──────── AVAILABLE RECORDS ────────

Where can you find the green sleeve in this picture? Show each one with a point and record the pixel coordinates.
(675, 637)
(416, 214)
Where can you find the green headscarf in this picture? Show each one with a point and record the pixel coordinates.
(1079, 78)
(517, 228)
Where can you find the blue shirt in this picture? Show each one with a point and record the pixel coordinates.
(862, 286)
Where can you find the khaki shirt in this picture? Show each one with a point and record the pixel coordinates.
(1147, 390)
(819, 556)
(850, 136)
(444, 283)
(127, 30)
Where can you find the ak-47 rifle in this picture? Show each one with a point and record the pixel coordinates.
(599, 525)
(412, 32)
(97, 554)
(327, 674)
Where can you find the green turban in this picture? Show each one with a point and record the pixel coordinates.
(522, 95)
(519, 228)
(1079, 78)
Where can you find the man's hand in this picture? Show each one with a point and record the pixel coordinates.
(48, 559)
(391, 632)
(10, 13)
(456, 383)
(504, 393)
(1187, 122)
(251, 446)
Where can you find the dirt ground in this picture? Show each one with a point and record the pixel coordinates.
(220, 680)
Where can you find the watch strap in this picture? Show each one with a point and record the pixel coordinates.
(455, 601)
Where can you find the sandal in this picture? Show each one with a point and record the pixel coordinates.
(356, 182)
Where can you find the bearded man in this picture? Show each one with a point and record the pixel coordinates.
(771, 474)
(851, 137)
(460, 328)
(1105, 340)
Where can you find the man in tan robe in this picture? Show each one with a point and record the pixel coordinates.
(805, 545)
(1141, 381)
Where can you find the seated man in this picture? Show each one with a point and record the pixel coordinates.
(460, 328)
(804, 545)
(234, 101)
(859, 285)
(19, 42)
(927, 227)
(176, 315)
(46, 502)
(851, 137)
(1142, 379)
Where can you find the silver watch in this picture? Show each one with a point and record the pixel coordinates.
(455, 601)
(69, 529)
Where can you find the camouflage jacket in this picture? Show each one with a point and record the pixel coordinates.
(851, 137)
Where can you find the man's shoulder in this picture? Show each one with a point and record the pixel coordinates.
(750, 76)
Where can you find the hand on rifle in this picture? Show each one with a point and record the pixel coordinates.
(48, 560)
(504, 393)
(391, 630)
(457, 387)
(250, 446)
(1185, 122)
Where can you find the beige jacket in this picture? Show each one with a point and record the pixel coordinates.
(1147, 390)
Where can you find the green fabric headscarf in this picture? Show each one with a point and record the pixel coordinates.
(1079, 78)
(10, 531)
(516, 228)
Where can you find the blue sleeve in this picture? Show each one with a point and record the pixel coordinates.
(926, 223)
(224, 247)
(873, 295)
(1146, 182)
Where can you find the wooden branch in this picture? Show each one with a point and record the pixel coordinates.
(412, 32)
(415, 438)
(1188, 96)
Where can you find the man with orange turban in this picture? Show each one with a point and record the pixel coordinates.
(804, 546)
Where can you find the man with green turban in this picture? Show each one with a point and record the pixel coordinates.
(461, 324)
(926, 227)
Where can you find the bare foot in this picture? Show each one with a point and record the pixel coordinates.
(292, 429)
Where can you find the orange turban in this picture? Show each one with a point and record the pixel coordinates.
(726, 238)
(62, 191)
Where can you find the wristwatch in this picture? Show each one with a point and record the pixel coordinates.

────────

PROBLEM DESCRIPTION:
Copy all of the entries above again word for word, with no changes.

WRITTEN REPLY:
Where can you find the green sleeve in this picture? Show each one with a point and record the pixel coordinates.
(675, 637)
(416, 214)
Where can you find the green headscarf in this picture? Show each one with a point and record the pixel coordinates.
(1079, 78)
(517, 228)
Where can you find the blue shirt in this picture? Show each one with a point and record the pixel coordinates.
(862, 286)
Where can you find the khaki shirt in this picture? Show each one with a point and record the pixel coordinates.
(1147, 390)
(819, 556)
(850, 136)
(444, 283)
(127, 30)
Where can you find the ak-47 rifle in this picture? Show each one with a point and record the pixel coordinates.
(599, 525)
(412, 32)
(97, 554)
(327, 674)
Where can you find the green turban in this picture? Show each one with a point and record the pixel coordinates.
(522, 95)
(519, 228)
(1079, 78)
Where can you find the man's hand in this picture? Show each one with a point and record the pixel coordinates.
(48, 559)
(391, 632)
(10, 13)
(456, 383)
(504, 393)
(1187, 122)
(251, 446)
Where can you find the dirt ground in this picture? Show each one with a point and record the pixel coordinates.
(220, 680)
Where can you find the watch strap in this picture? Show each one with a point and record the pixel coordinates.
(455, 601)
Where can you find the sandal in this picture? Show each one with a point and record the pixel coordinates.
(356, 182)
Where can you find the bearded man in this picture? Show each one with a point and record the pixel coordinates.
(771, 474)
(851, 137)
(460, 328)
(1105, 340)
Where can you find the man in tan robe in this picture? Show each one with a point and record the pixel coordinates.
(805, 545)
(1141, 381)
Where can you find the seated man in this picture? Show each one with a point and record the pixel coordinates.
(460, 328)
(804, 545)
(234, 101)
(859, 285)
(19, 42)
(927, 227)
(176, 315)
(46, 502)
(851, 137)
(1142, 379)
Where can you find the silver watch in this picture? Show each one with a point and record the pixel coordinates.
(455, 601)
(69, 529)
Where can you find the camouflage jacket in this picture? Show each one with a point and record the pixel coordinates.
(851, 137)
Where can you find the man's shoulder in this picture? Show each one with a point and record the pixel coordinates.
(750, 76)
Where can you find the hand on rifle in this picture? Show each one with a point and record the pixel coordinates.
(48, 560)
(504, 393)
(391, 630)
(457, 387)
(250, 446)
(1185, 122)
Where can you find the beige jacket in this picture? Show each one with a point and record the pixel coordinates.
(1147, 390)
Where can you find the green fabric headscarf in this picture? Show each one with a point and record the pixel coordinates.
(1079, 78)
(10, 531)
(516, 228)
Where can you find the blue sleeve in this picture? Show each one with a point and record the pixel coordinates.
(926, 223)
(224, 247)
(873, 295)
(1146, 182)
Where can you find the wooden branch in this picture? Show each one with a point and record the pixel coordinates.
(412, 32)
(415, 438)
(1188, 96)
Where can you find the man with orange turban in this picture? Show each one with a point and record the pixel coordinates.
(804, 546)
Where can you find the man with green turban in this picture? Show each one with a point and record the pixel coordinates.
(461, 324)
(926, 227)
Where can you find the bare foot in this picture? Show each one with a point and record the pixel coordinates.
(292, 429)
Where can you find the orange turban in this picture? Show each one with a point and record the pixel coordinates.
(726, 238)
(62, 191)
Where can you find the wristwatch in this picture? Show each one with a point and record the pixel coordinates.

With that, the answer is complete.